═════ ARTICLE

This, Rasmussen hoped, could form a basis upon which the various parties across the political spectrum could build an agreement on which to base Denmark’s future relation to the EU.

While all parties, including the ones that supported the 'no' vote, want Denmark to continue to participate in the EU’s supranational intelligence and policing service Europol, there are significant differences regarding the further 22 legislative acts that were included in the referendum.

See also: Five burning questions after Denmark's EU 'no'

The government wants to have a number of these, in particular those relating to cross-border crime and terror laws, included in a so-called parallel agreement that Denmark must now try to forge with the EU in order to prolong its Europol membership. As it stands now, Denmark will fall out of Europol cooperation in 2017.

Kristian Thulesen Dahl, leader of nationalist and Eurosceptic Danish People’s Party (DF), which campaigned for a no vote, said on his way to the meetings that DF saw Europol as the key priority of the talks.

“We’ll look at that [the legislative acts] when we come to them. For now, Europol is the priority,” Dahl told Politiken.

══════════
═════ ITEMS

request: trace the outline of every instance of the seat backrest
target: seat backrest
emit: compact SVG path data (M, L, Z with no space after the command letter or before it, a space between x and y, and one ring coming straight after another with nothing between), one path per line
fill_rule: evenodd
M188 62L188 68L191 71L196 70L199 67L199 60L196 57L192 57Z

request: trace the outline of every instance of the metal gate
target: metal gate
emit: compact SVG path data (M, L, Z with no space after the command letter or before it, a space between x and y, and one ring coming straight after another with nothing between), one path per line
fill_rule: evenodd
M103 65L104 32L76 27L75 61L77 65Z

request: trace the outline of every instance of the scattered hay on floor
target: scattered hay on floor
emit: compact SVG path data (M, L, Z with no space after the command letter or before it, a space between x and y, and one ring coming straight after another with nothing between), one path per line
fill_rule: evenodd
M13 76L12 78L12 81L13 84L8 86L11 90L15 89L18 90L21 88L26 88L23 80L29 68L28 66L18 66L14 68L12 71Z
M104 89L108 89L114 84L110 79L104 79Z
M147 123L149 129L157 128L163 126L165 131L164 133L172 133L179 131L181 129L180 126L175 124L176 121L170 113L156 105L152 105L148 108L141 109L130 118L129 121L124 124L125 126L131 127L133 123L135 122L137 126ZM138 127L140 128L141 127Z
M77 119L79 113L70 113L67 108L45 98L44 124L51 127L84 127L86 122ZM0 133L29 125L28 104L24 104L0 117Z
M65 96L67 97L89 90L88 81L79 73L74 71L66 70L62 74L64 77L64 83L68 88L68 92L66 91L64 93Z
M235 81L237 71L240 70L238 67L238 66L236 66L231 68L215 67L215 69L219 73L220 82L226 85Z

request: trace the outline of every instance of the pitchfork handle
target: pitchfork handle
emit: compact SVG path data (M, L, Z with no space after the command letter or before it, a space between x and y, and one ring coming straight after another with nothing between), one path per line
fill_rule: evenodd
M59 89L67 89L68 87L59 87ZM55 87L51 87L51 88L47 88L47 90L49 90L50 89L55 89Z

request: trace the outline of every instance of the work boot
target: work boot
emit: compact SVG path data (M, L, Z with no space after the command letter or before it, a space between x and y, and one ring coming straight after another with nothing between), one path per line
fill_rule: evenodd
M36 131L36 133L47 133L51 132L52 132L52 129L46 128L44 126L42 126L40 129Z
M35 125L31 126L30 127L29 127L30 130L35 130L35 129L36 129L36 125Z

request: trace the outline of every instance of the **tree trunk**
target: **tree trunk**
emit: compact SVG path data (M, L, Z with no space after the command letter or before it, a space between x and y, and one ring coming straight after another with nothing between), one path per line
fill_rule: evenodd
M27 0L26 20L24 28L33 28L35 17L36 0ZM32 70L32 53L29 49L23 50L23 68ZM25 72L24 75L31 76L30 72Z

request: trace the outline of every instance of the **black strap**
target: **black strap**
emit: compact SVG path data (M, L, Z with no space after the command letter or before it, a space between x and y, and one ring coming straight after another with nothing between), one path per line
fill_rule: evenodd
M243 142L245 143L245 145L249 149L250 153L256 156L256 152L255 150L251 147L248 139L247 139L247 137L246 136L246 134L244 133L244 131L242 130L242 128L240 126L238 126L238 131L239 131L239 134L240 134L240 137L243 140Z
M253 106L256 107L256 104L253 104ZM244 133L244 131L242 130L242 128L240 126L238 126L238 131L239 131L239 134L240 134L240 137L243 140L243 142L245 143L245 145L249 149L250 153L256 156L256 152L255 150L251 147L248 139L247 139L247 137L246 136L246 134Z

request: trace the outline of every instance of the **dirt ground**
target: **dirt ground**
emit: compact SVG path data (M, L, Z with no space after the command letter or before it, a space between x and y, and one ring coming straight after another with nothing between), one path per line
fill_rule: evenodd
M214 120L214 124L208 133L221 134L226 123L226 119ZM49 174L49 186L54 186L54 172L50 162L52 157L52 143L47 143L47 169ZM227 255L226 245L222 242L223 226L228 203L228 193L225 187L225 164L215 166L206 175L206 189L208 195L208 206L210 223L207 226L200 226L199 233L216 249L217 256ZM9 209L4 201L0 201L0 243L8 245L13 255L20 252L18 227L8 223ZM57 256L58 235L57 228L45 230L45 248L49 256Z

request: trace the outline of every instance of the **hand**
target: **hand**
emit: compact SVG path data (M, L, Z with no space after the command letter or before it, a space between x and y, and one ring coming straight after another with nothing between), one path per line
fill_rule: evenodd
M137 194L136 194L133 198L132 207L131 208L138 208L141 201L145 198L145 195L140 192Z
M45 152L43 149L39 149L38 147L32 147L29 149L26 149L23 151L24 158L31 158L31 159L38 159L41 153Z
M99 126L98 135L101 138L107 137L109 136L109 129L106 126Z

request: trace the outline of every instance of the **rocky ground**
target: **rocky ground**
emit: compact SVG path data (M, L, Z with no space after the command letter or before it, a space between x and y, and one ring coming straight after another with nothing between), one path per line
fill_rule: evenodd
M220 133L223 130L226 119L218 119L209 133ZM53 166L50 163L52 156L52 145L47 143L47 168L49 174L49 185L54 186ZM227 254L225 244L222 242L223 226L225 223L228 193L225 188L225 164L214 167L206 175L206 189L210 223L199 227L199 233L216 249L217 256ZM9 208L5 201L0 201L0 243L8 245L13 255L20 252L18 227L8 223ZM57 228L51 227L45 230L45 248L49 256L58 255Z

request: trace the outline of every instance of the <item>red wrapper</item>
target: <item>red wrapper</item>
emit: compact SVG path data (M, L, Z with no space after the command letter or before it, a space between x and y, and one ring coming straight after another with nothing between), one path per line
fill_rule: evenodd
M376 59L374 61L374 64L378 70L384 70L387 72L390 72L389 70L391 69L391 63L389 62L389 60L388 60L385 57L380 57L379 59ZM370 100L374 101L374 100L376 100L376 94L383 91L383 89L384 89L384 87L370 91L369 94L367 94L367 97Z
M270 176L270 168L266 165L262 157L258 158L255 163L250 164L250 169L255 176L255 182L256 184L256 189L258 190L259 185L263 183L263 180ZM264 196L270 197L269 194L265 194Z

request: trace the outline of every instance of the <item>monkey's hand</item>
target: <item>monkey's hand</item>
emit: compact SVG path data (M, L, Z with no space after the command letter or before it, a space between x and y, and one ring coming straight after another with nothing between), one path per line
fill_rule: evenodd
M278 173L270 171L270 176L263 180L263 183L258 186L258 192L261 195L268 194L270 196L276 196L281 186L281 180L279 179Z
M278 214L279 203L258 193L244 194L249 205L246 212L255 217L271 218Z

══════════

TASKS TO COMPLETE =>
A. Print the passage of the article on Denmark's EU referendum from "See also: Five" to "of the talks.".
B. List every organization, political party, or publication that the article on Denmark's EU referendum mentions by name.
C. Write the next part of the article on Denmark's EU referendum, picking up after its final sentence.

REPLIES =>
A.
See also: Five burning questions after Denmark's EU 'no'

The government wants to have a number of these, in particular those relating to cross-border crime and terror laws, included in a so-called parallel agreement that Denmark must now try to forge with the EU in order to prolong its Europol membership. As it stands now, Denmark will fall out of Europol cooperation in 2017.

Kristian Thulesen Dahl, leader of nationalist and Eurosceptic Danish People’s Party (DF), which campaigned for a no vote, said on his way to the meetings that DF saw Europol as the key priority of the talks.

B.
- EU
- Europol
- Danish People's Party (DF)
- Politiken

C.
Liberal Alliance (LA) also campaigned for a 'no' vote based on a rejection of one specific act that would have seen it become easier for the sitting government to pass laws giving legislative sovereignty to the EU. The party's leader, Anders Samuelsen, said that the PM's Venstre and the other 'yes' parties must “drop the arrogance” on Denmark’s role at the “core of the EU” and instead focus on “peace, freedom and trade” in an EU that was not the equivalent of a “paternalistic state”.

A number of parties – including DF, the Social Democrats, the Social Liberals (Radikale) and the Red-Green Alliance (Enhedslisten) – have also expressed a desire for broader talks regarding Denmark’s ongoing role in the EU. The government has so far rejected the possibility of these taking place.

“We think now is the right time [for broader EU talks],” Dahl said on Monday, “but we’re not going to use the Europol talks as a hostage.”